- _Extrait du texte_
* * *
La délivrance du commandement de payer valant saisie immobilière a de plus en plus souvent pour corolaire le dépôt par le débiteur d’un dossier devant la Commission de surendettement.
Il importe donc d’analyser synthétiquement les interactions entre ces deux procédures et les effets sur la prescription.
Tout d’abord, il importe de rappeler que la simple saisine par les débiteurs de la Commission de Surendettement n’a pas pour effet de suspendre de plein droit les procédures d’exécution en cours contre les débiteurs, sauf accord des créanciers ou décision d’un Juge.
Ainsi, les créanciers peuvent, même après le dépôt du dossier auprès de la Commission, non seulement poursuivre les procédures d’exécution engagées contre les débiteurs, mais également engager de nouvelles poursuites (Cour de Cassation, 2ème chambre civile, 5 février 2009).
* * *
Items enregistrés du jeu de données
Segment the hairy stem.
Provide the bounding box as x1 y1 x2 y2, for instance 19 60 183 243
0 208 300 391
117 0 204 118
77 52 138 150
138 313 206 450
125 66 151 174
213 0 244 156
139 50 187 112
* * *
- _Consigne_
Reprenez mot pour mot, dans le texte sur la saisie immobilière et le surendettement, le passage allant de « La délivrance du » jusqu'à « 5 février 2009). ».

- _Réponse attendue_
La délivrance du commandement de payer valant saisie immobilière a de plus en plus souvent pour corolaire le dépôt par le débiteur d’un dossier devant la Commission de surendettement.
Il importe donc d’analyser synthétiquement les interactions entre ces deux procédures et les effets sur la prescription.
Tout d’abord, il importe de rappeler que la simple saisine par les débiteurs de la Commission de Surendettement n’a pas pour effet de suspendre de plein droit les procédures d’exécution en cours contre les débiteurs, sauf accord des créanciers ou décision d’un Juge.
Ainsi, les créanciers peuvent, même après le dépôt du dossier auprès de la Commission, non seulement poursuivre les procédures d’exécution engagées contre les débiteurs, mais également engager de nouvelles poursuites (Cour de Cassation, 2ème chambre civile, 5 février 2009).